• [The problem] First find the line with "[pin] patient's bare arm -- one per line" in the entries below, then set down exactly every line through the line with "[pin] blue hospital gown -- one per line", that line included.

Data excerpts
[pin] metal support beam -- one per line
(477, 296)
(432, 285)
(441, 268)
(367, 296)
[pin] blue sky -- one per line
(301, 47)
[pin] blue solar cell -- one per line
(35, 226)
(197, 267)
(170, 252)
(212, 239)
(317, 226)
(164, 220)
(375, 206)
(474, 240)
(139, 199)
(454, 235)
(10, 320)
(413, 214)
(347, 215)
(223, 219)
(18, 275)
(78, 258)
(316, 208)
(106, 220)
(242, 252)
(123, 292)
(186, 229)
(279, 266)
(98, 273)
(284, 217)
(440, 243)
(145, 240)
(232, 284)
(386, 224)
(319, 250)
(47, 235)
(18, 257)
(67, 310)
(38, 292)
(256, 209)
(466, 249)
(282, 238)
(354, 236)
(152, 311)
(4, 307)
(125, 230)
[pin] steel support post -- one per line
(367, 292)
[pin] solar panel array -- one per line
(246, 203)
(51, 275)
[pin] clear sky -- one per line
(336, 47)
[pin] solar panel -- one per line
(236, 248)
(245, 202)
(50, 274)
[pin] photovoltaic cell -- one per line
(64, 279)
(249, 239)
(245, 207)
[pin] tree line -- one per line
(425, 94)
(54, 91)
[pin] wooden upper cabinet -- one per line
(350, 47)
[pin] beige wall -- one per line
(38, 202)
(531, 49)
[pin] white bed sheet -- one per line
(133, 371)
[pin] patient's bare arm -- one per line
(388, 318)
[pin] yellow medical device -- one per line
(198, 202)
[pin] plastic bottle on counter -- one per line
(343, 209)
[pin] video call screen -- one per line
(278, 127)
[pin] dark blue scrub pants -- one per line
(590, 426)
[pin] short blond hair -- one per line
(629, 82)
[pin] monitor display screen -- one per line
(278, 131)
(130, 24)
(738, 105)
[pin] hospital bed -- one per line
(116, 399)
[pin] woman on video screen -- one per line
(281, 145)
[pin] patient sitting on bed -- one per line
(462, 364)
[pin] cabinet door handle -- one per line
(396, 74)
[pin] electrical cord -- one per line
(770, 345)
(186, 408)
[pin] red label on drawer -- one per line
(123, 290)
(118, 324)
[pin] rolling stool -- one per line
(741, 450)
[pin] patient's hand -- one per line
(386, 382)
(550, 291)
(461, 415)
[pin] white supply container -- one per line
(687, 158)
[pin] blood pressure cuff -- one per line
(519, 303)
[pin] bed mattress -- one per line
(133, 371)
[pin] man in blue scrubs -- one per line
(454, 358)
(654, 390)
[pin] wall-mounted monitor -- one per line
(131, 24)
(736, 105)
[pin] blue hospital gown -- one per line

...

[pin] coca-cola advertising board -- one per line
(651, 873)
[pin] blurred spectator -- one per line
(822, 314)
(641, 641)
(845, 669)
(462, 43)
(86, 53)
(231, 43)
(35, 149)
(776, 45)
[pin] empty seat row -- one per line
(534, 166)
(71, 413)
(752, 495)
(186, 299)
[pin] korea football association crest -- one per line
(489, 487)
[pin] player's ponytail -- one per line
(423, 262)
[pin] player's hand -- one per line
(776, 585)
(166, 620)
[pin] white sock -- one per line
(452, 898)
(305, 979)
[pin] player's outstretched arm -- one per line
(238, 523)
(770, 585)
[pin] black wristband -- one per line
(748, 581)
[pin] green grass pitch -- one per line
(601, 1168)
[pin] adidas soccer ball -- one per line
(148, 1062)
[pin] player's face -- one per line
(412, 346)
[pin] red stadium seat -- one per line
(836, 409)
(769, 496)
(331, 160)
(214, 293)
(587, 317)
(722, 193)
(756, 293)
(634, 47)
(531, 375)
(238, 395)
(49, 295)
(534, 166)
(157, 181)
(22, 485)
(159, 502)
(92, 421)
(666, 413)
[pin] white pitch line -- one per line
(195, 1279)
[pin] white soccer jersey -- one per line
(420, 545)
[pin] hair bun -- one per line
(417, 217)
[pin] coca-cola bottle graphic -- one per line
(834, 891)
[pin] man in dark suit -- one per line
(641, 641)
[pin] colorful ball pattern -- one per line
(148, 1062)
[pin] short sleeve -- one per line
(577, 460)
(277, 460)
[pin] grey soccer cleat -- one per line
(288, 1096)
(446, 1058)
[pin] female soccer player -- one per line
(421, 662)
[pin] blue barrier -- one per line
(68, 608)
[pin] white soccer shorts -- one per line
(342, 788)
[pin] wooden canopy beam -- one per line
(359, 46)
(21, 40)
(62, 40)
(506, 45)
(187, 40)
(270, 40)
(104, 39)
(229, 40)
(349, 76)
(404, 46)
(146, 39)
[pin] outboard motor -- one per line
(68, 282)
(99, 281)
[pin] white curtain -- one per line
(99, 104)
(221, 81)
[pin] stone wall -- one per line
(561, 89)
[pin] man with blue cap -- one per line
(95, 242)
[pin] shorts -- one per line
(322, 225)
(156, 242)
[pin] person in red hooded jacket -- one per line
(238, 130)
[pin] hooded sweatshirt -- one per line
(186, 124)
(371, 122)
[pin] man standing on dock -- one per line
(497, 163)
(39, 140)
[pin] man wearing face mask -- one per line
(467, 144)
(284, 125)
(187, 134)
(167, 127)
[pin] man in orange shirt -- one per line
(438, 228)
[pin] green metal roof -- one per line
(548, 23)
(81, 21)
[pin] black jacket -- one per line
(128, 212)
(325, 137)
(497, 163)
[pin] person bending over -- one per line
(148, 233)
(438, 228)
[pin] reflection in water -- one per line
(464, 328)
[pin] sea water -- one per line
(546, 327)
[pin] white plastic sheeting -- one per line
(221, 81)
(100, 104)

• [Solution]
[pin] patient's bare arm -- one per line
(388, 318)
[pin] yellow medical device -- one per line
(198, 202)
[pin] plastic bottle on counter -- one per line
(343, 209)
[pin] video call screen -- one per line
(278, 127)
[pin] dark blue scrub pants -- one per line
(590, 426)
[pin] short blond hair -- one per line
(629, 82)
[pin] monitor display screen -- one per line
(278, 131)
(130, 24)
(738, 105)
[pin] hospital bed -- one per line
(116, 399)
[pin] woman on video screen -- one per line
(281, 145)
[pin] patient sitting on bed -- one per line
(462, 364)
[pin] cabinet door handle -- one per line
(396, 74)
[pin] electrical cord -- one per line
(770, 345)
(186, 408)
[pin] red label on drawer -- one per line
(123, 290)
(118, 324)
[pin] rolling stool -- one per line
(741, 450)
[pin] patient's hand -- one per line
(386, 382)
(550, 291)
(461, 415)
[pin] white supply container -- one per line
(687, 158)
[pin] blood pressure cuff -- one per line
(519, 303)
[pin] bed mattress -- one per line
(133, 371)
[pin] man in blue scrubs -- one per line
(454, 358)
(654, 390)
[pin] wall-mounted monitor -- one per line
(131, 24)
(736, 105)
[pin] blue hospital gown -- one per line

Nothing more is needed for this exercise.